TEXTE:
☆ ☆ ☆

Le prédicateur chrétien Muhammad Kacé, emprisonné pour « blasphème » le 23 août a été tabassé en prison, comme le révèle une photographie qui a été révélée à la presse indonésienne. Son traitement démontre une série de dysfonctionnements graves de l’administration.

Cette photo a été prise peu avant le 18 septembre, soit plus de 3 semaines après l’agression de Muhammad Kacé en prison.

« Ils ont laissé passer du temps pour qu’il soit plus présentable, mais on voit bien qu’il a été frappé », dénonce Léo, Indonésien chrétien et membre de l’ASKRI (Association des youtubeurs chrétiens indonésiens). De fait dès son arrestation, Muhammad Kacé, alors qu’il était à l’isolement a été tabassé, couvert d’excréments, par des détenus. Ceux-ci étaient mené par un inspecteur général de police, nommé Napoléon Bonaparte, qui a revendiqué ses exactions dans une lettre ouverte.

Aucune excuse

Ce général, au nom étrange à des oreilles francophones, écrivait que : « N’importe qui peut m’insulter, mais pas contre mon Allah, le Coran, le prophète Mahomet et ma foi islamique, alors je jure que je prendrai des mesures mesurées contre quiconque ose le faire », a-t-il déclaré. Son aplomb est d’autant plus étonnant dans cette affaire que l’homme est condamné à une peine de quatre ans pour corruption. Le fait qu’il ait pu se rendre dans la cellule d’un détenu à l’isolement, alors que celui-ci n’avait même pas pu rencontrer ses avocats pour cause de « confinement contre la Covid19 », démontre les dysfonctionnements de la police indonésienne.

L’affaire Muhammad Kacé n’est pourtant que « la fumée qui cache le feu », assure Léo. En effet, le conflit dont Muhammad Kacé fait les frais en ce moment a débuté il y a des années sur Internet. Pour trouver « la braise qui a allumé le feu », il faut remonter au prédicateur indonésien musulman Ustad Abdul Somad. Celui-ci, dans un prêche brûlant, avait affirmé que « la Croix contient un djinn », autrement dit, un démon. Cet objet « possédé » serait si néfaste que les musulmans qui meurent dans des hôpitaux chrétiens où se dressent la croix « vont directement en enfer ». La Justice indonésienne, saisie pour « blasphème » ont relaxé le prédicateur, car sa prise de parole n’avait pas été diffusée par Ustad Abdul Somad lui-même. Plusieurs prédicateurs chrétiens ont répondu à cette provocation, dont Muhammad Kacé lui-même.

☆ ☆ ☆

DONNÉES FOURNIES:
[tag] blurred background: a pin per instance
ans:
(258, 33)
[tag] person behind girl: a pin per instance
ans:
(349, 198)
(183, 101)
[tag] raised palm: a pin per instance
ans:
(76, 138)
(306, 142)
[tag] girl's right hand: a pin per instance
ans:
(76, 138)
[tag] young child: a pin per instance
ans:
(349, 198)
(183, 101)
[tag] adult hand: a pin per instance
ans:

☆ ☆ ☆

EXERCICES:
• 1. Traduisez en anglais cette phrase du texte : « Cette photo a été prise peu avant le 18 septembre, soit plus de 3 semaines après l’agression de Muhammad Kacé en prison. »
• 2. Renvoyez mot pour mot le passage du texte qui va de « L’affaire Muhammad Kacé » à « Muhammad Kacé lui-même. ».

RÉSULTATS:
• 1. This photo was taken shortly before September 18, more than three weeks after Muhammad Kacé was assaulted in prison.

• 2.
L’affaire Muhammad Kacé n’est pourtant que « la fumée qui cache le feu », assure Léo. En effet, le conflit dont Muhammad Kacé fait les frais en ce moment a débuté il y a des années sur Internet. Pour trouver « la braise qui a allumé le feu », il faut remonter au prédicateur indonésien musulman Ustad Abdul Somad. Celui-ci, dans un prêche brûlant, avait affirmé que « la Croix contient un djinn », autrement dit, un démon. Cet objet « possédé » serait si néfaste que les musulmans qui meurent dans des hôpitaux chrétiens où se dressent la croix « vont directement en enfer ». La Justice indonésienne, saisie pour « blasphème » ont relaxé le prédicateur, car sa prise de parole n’avait pas été diffusée par Ustad Abdul Somad lui-même. Plusieurs prédicateurs chrétiens ont répondu à cette provocation, dont Muhammad Kacé lui-même.